SET TASK:
Turn the material below into a numbered list with one line per item, and drop any blank lines.

MATERIAL FOR THIS EXERCISE:
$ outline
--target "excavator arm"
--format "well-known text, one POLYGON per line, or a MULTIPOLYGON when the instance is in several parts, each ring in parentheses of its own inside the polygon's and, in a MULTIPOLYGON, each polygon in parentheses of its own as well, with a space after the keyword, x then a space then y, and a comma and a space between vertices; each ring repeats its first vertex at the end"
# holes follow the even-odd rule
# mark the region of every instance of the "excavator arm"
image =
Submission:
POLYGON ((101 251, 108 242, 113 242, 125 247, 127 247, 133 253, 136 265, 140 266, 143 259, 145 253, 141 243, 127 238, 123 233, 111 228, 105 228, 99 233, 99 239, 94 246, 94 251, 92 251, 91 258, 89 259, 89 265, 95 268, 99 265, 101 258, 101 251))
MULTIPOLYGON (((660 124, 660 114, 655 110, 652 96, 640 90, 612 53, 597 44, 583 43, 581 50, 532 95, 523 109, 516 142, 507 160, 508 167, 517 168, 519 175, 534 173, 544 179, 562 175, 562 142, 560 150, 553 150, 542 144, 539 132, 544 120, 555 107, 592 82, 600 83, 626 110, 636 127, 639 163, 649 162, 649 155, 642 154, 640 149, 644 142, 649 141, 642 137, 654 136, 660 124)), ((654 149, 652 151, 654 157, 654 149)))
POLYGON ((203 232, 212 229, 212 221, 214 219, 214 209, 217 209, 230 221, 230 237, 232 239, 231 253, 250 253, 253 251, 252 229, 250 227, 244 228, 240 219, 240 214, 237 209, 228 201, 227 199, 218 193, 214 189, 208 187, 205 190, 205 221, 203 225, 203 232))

TASK SOLUTION:
1. $ outline
2. --target "excavator arm"
3. --format "well-known text, one POLYGON per line, or a MULTIPOLYGON when the instance is in several parts, each ring in parentheses of its own inside the polygon's and, in a MULTIPOLYGON, each polygon in parentheses of its own as well, with a space after the keyword, x then a space then y, and a comma and a space between vertices; each ring repeats its first vertex at the end"
4. # holes follow the even-odd rule
5. # mark the region of every instance of the "excavator arm"
6. image =
7. Submission:
8. POLYGON ((101 251, 108 242, 113 242, 125 247, 127 247, 133 253, 136 265, 140 266, 143 259, 145 253, 141 243, 127 238, 123 233, 111 228, 105 228, 99 233, 99 239, 94 246, 94 251, 92 251, 91 258, 89 259, 89 265, 95 268, 99 265, 101 258, 101 251))
9. MULTIPOLYGON (((660 124, 660 114, 655 110, 652 96, 640 90, 612 53, 597 44, 583 43, 581 50, 532 95, 523 109, 516 142, 507 160, 508 167, 517 168, 519 175, 534 173, 544 179, 562 175, 562 142, 560 150, 553 150, 542 144, 539 132, 544 120, 555 107, 592 82, 600 83, 626 110, 636 127, 639 163, 649 162, 649 155, 642 154, 640 149, 644 142, 649 141, 642 137, 654 136, 660 124)), ((654 149, 652 151, 654 157, 654 149)))
10. POLYGON ((203 232, 212 229, 212 221, 214 219, 214 209, 217 209, 230 221, 230 237, 232 239, 231 253, 250 253, 253 251, 252 229, 250 227, 244 228, 240 219, 240 214, 237 209, 228 201, 227 199, 218 193, 214 189, 208 187, 205 190, 205 221, 203 225, 203 232))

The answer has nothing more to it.